TASK TO COMPLETE
Copy out the whole listing exactly as given. Skip the pictures.

◇ ◇ ◇ ◇ ◇

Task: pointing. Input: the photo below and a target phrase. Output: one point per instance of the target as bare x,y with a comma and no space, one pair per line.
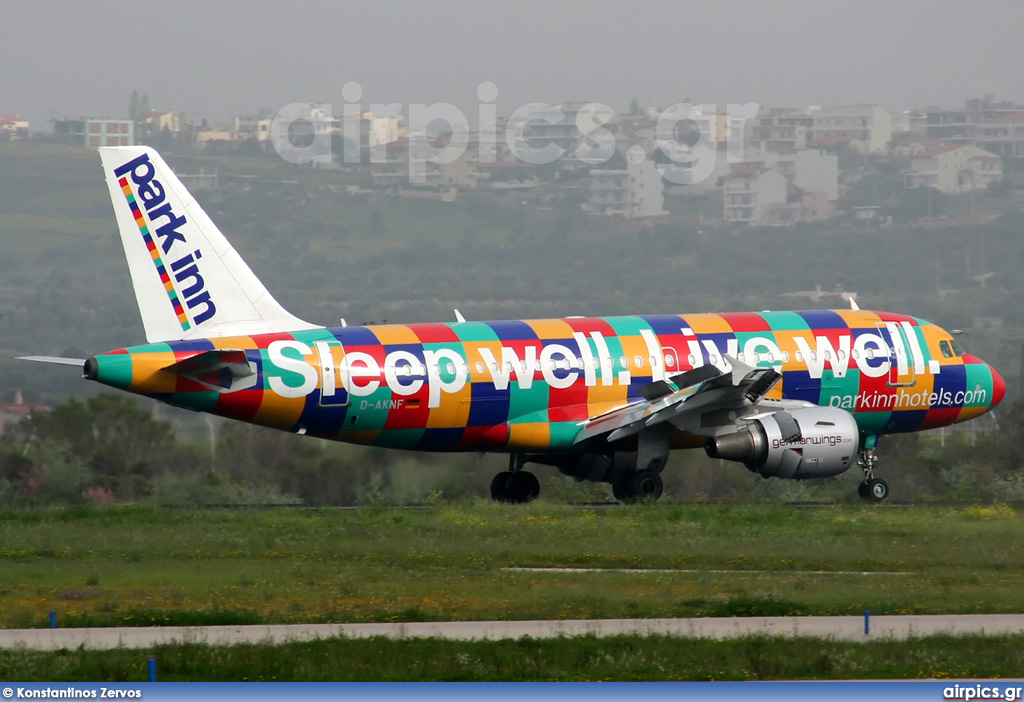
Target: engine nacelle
816,442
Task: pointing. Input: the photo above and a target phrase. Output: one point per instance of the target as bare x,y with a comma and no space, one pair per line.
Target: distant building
954,168
13,127
749,192
95,132
907,144
782,129
811,171
254,127
18,410
1004,137
865,128
636,190
158,122
961,125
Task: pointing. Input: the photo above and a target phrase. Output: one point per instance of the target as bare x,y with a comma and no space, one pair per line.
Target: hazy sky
215,59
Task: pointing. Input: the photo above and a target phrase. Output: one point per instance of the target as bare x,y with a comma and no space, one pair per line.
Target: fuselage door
333,370
900,363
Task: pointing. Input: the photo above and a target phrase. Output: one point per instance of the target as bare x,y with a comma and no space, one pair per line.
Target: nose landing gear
872,489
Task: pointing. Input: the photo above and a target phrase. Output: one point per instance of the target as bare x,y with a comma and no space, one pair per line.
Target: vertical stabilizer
188,280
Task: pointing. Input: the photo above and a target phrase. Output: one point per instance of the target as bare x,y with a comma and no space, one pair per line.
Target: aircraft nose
998,387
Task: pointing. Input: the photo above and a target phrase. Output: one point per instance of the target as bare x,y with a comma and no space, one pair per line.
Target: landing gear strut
515,485
872,489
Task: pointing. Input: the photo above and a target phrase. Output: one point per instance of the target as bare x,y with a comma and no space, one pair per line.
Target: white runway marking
840,628
641,571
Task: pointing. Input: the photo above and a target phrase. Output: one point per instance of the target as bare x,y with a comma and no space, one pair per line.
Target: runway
840,628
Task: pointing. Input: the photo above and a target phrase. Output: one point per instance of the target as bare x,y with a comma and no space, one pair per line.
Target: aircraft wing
695,392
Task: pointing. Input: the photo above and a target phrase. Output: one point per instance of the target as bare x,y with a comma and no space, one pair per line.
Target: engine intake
817,442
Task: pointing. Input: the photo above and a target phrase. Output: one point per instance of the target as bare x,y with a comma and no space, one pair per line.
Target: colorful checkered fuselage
526,385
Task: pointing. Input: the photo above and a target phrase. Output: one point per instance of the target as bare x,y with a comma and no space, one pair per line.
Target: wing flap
705,389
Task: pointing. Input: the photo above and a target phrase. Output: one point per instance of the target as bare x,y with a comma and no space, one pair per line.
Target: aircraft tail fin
189,281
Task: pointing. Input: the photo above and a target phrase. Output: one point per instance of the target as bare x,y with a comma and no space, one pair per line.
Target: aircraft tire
498,486
521,487
645,486
878,490
621,487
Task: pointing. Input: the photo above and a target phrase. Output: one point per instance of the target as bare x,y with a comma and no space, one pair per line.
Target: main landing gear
515,485
872,489
637,486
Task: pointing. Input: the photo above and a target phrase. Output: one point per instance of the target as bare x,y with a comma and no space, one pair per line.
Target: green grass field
135,566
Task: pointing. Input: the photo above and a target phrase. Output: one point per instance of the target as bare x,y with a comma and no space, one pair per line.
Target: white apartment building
865,128
634,191
13,127
954,168
750,192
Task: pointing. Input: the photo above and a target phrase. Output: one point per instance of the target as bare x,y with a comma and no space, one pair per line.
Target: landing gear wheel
498,486
621,487
863,490
644,486
521,487
878,489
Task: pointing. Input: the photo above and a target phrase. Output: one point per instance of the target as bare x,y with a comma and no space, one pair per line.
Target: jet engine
816,442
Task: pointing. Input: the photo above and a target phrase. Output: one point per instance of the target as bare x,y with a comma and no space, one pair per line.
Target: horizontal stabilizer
207,361
56,360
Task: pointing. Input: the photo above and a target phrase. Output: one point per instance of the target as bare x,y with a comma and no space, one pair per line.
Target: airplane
790,395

◇ ◇ ◇ ◇ ◇

TASK SOLUTION
Task: pointing. Input: the photo below and a target phrase. Output: one point per instance of the target as bare x,y with a comma and no space, one pair per line.
Target: engine nacelle
816,442
Task: pointing. Input: the photo above and a target phrase. Output: one point per instance of the target as bare x,y with a comma and no space, one pair per line.
Target: distant building
954,168
13,127
749,192
95,132
907,144
782,129
811,171
254,127
18,410
1004,137
865,128
636,190
158,122
961,125
Task: pointing. Input: the photo above and a target phrase. Output: one point per instance of the target as bare x,y with a comma and no space, one pair per line.
Target: hazy sky
215,59
Task: pointing. Input: the photo above and a target phrase. Output: one point per instance of the target as bare x,y with a comma and no space, one pair per line.
Target: fuselage door
333,370
900,363
Task: pointing. Input: the photo above and a target phrase. Output: one point per instance of the target as bare x,y with a comma and no space, one pair per line.
Target: nose landing gear
872,489
Task: pointing. Input: the photo above and a target phrase. Output: one point per instance of the target as bare x,y with a comma and no space, one pair per line.
Target: vertical stabilizer
188,280
Task: pointing. Input: the photo above and a target phrase. Output: one point per instance of the target as bare x,y with a comma and no space, one pair per line.
Target: aircraft nose
998,387
Task: pointing. Input: the photo above and a target phrase. Output: one point per instance of the target as bare x,y with a comma and no space, one pair per line.
Target: landing gear strut
515,485
872,489
Task: pointing. Input: the photo above and a target phrase. Output: one point per instance of the target as bare x,y with a comma and no space, one pair per line.
Target: white runway marking
840,628
641,571
Task: pointing. Input: the photo above and a target phrase. Output: one point per instance of the target as bare x,y with a comma and no space, one pair per line.
Target: runway
840,628
Task: pointing. Input: the photo above and a target phrase. Output: one point per instance of the target as bare x,y with a comma and no space, one pair per line.
Target: aircraft wing
695,392
Task: pointing. Input: the photo above and a target phrase. Output: one point per instance of the target as bare x,y with a comma and no space, one pair per line.
Target: engine intake
817,442
Task: pointing. Input: the photo above and a target phrase. Output: one point per instance of the target as bare x,y with a comma and no space, one pair per line.
Target: colorful checkered fuselage
526,385
Task: pointing. Input: the photo above and a target phrase. Output: one point per instance of the target as bare x,y with a comma and no space, one pair per line.
Target: wing flap
705,389
Task: pointing. Input: the photo above and a target phrase. Output: one point per instance of the target as bare x,y with a comma and no space, one pair per line.
Target: aircraft tail fin
189,281
Task: pointing. Input: the photo above and a target phrase. Output: one point per instance of the target as bare x,y with a comma and no space, one pair per line.
Target: aircraft tire
498,486
521,487
645,486
878,490
621,487
Task: pointing. Input: the photo above and a target phrase. Output: one point per instance of the target as bare x,y with a comma and no space, one pair per line.
Target: main landing gear
515,485
872,489
637,486
Task: pointing. Input: the photo above and a target phrase. Output: one point per instance of the target as bare x,y with a comma and no space, one pair per line.
Target: green grass field
135,566
Task: pointing. Input: the photo above and a target phrase. Output: one point per instance of the target as bare x,y with a comma and no space, one pair per line.
Target: white apartment building
865,128
634,191
13,127
954,168
750,192
Task: pointing. Input: the photo above and a target phrase. Output: one point per instance of the target as bare x,y with a comma and no space, one pair per line.
Target: landing gear wheel
498,486
621,487
863,490
644,486
521,487
878,489
Task: pointing. Input: the photo above and a target phrase. Output: one point per instance of the target as bare x,y with a comma and no space, one pair per line.
Target: jet engine
816,442
Task: pointing. Input: the photo above and a target phrase. Output: one point per instance of the target as bare x,y with a comma and no space, one pair per line.
Target: horizontal stabilizer
207,361
56,360
Task: pointing. Input: the photo above and a target phrase. Output: one point per instance of the target as bare x,y with a comma and no space, one pair per line.
Target: airplane
790,395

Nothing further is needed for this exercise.